»»

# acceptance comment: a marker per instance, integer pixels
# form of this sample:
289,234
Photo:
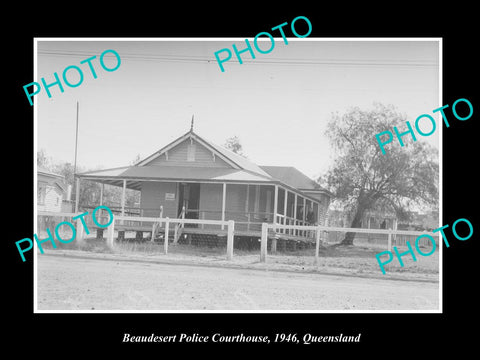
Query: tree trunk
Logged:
356,222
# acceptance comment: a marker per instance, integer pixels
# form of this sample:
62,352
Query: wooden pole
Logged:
165,244
123,197
295,214
224,200
275,205
317,245
77,195
230,232
110,233
263,243
285,198
101,194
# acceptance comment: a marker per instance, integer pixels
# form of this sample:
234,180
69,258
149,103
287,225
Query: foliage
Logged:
233,144
362,178
89,190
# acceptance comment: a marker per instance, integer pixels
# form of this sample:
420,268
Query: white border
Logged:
333,39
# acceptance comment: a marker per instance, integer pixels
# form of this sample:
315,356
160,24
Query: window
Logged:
41,191
191,152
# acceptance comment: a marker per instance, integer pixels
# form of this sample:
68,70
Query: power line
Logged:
277,61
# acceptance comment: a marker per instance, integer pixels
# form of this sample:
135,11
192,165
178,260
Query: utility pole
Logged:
74,187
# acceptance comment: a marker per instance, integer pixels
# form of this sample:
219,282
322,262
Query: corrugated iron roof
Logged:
177,173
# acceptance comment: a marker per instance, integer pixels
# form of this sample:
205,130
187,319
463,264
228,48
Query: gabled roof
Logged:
176,173
45,171
241,170
234,160
53,178
293,177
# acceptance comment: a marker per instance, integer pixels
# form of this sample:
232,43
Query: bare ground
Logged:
80,280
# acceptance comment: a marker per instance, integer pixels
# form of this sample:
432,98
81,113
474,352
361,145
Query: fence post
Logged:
390,241
230,231
110,232
165,244
317,245
80,231
263,243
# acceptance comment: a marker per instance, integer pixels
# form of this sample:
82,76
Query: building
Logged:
194,178
52,191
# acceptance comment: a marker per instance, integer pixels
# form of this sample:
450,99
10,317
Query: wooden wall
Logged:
192,155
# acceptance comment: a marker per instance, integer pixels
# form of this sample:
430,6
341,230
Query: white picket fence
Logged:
230,224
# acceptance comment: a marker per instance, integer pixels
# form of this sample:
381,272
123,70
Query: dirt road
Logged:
67,283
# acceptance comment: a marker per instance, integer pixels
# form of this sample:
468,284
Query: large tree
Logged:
362,178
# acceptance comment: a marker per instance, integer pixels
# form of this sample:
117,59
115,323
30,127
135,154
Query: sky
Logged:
277,104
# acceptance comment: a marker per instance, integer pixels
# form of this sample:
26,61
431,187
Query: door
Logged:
189,196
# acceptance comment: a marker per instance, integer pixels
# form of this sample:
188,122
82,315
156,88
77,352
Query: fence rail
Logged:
312,231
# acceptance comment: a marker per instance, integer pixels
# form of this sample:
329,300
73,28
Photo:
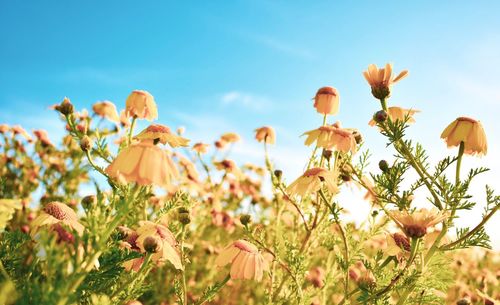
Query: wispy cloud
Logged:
245,100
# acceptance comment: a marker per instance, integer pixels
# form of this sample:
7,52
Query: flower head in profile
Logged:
245,259
141,104
57,213
381,80
163,134
201,148
416,224
230,137
398,114
106,110
312,180
326,101
332,136
265,134
468,131
143,163
166,247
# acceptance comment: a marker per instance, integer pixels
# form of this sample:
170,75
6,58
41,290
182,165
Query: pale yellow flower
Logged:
162,134
416,224
141,104
57,213
326,101
143,163
332,136
200,148
167,250
381,80
230,137
470,132
398,114
245,259
312,180
107,110
265,134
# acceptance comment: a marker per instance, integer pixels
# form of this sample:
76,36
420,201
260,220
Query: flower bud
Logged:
89,201
357,136
65,108
184,218
278,174
383,165
245,219
380,116
86,143
463,301
151,244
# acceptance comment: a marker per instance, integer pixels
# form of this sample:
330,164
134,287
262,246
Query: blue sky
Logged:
216,66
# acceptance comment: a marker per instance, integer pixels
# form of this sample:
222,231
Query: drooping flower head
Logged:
107,110
416,224
326,101
245,259
312,180
143,163
57,213
162,134
381,80
167,245
332,136
201,148
398,114
469,131
265,134
141,104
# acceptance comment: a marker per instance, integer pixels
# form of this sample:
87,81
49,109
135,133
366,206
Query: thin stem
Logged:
131,130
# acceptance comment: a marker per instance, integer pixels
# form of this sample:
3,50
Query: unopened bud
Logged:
86,143
65,108
357,136
383,165
278,173
184,218
463,302
380,116
89,201
151,244
245,219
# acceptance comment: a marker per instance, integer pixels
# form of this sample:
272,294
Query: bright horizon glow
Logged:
215,68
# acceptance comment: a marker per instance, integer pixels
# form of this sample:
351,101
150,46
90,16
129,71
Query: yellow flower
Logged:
167,248
162,134
265,134
143,163
398,114
201,148
381,80
230,137
470,132
141,104
106,110
332,136
57,213
245,259
311,181
416,224
326,101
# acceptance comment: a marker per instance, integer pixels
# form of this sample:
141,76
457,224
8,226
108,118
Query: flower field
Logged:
167,221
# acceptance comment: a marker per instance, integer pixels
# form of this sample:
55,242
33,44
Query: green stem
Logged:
217,288
131,130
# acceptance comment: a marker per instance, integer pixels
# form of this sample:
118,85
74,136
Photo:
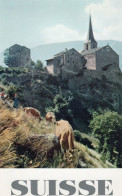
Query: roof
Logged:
90,36
91,51
62,53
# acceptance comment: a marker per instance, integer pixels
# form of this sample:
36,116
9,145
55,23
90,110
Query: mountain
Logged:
47,51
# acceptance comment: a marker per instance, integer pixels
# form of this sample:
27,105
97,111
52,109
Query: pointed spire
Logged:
90,41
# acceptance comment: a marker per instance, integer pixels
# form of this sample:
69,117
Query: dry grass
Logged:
16,128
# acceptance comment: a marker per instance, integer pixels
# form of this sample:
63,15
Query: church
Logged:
92,57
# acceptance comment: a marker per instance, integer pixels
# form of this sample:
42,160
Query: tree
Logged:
9,60
107,127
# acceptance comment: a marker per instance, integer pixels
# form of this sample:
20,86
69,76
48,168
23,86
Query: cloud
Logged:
107,17
60,33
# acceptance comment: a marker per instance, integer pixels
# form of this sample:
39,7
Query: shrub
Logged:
107,127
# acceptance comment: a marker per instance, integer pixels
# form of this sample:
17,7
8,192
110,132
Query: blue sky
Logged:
36,22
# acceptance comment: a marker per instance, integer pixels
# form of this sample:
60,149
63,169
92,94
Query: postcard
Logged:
60,97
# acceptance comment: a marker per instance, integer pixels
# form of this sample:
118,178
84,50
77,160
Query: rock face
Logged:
43,145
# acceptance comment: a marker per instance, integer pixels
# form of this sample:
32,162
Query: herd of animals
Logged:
63,130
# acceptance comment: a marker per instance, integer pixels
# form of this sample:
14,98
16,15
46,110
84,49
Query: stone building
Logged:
94,58
66,62
21,55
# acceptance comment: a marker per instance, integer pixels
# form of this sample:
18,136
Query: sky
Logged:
37,22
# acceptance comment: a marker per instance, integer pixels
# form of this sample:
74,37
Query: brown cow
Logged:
65,134
50,117
32,111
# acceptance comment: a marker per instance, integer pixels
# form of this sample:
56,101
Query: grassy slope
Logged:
16,127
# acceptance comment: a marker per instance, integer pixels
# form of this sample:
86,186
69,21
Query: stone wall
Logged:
21,54
106,56
90,61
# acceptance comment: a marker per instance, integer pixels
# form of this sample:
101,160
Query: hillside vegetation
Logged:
94,110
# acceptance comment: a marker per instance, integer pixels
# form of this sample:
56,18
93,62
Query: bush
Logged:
107,127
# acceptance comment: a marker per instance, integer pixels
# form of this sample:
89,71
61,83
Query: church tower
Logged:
90,41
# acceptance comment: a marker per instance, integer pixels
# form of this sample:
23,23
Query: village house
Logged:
91,58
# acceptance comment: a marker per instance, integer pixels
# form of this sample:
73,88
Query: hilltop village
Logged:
92,61
81,87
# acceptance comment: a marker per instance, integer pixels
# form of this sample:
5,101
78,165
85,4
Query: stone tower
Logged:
90,41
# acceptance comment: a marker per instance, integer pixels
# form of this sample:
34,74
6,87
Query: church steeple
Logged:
90,41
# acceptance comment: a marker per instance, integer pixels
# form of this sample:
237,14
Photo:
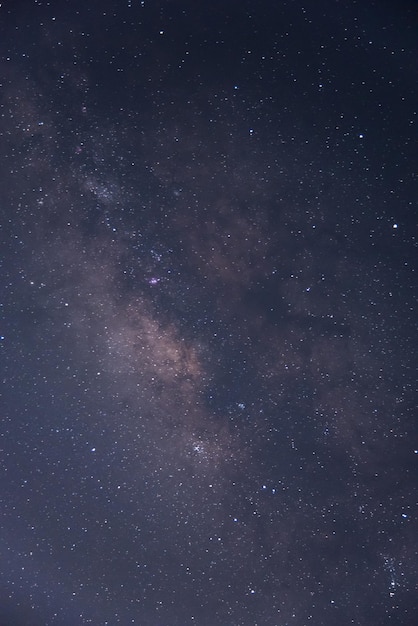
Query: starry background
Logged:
207,295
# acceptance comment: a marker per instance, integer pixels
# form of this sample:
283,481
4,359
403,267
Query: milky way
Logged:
208,314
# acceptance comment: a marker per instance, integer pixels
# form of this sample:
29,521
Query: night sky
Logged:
208,310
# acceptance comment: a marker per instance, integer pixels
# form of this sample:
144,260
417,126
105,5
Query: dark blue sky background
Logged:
208,330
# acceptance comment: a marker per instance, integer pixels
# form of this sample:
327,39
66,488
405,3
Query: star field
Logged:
208,313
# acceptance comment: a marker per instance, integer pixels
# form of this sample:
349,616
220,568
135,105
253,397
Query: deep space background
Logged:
208,312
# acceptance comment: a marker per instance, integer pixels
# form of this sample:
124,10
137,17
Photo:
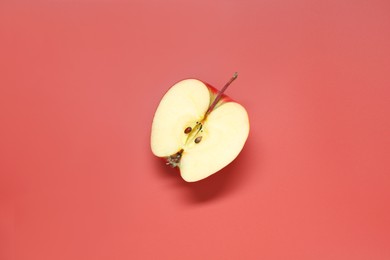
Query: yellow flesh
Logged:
224,132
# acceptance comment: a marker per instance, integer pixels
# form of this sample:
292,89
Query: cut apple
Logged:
198,129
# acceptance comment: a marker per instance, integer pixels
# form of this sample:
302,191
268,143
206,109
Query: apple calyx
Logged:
194,132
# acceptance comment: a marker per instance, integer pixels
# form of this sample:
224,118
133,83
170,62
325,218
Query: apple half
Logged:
198,129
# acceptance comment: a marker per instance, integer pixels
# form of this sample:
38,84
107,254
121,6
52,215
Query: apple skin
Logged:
214,92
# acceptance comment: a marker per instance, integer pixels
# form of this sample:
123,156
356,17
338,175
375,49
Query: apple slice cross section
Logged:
197,130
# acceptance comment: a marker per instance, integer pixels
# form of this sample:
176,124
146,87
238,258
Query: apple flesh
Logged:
198,129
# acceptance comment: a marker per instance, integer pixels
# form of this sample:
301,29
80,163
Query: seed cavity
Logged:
188,130
198,139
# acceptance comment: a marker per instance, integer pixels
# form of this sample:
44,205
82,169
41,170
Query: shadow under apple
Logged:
217,185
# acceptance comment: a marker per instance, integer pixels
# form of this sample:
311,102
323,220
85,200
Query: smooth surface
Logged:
80,81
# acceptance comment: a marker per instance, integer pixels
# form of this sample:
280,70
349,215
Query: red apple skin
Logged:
214,91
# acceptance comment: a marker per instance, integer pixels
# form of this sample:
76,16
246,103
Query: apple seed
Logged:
188,130
198,139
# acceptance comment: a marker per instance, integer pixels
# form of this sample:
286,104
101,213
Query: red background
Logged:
80,81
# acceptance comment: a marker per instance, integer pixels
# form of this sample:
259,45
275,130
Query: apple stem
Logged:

««

Exercise instructions ::
Pick out and copy every line in the listing above that contains the word "tree". Count a line only if the case matches.

Exercise answer ::
Query: tree trunk
Query: large tree
Query: tree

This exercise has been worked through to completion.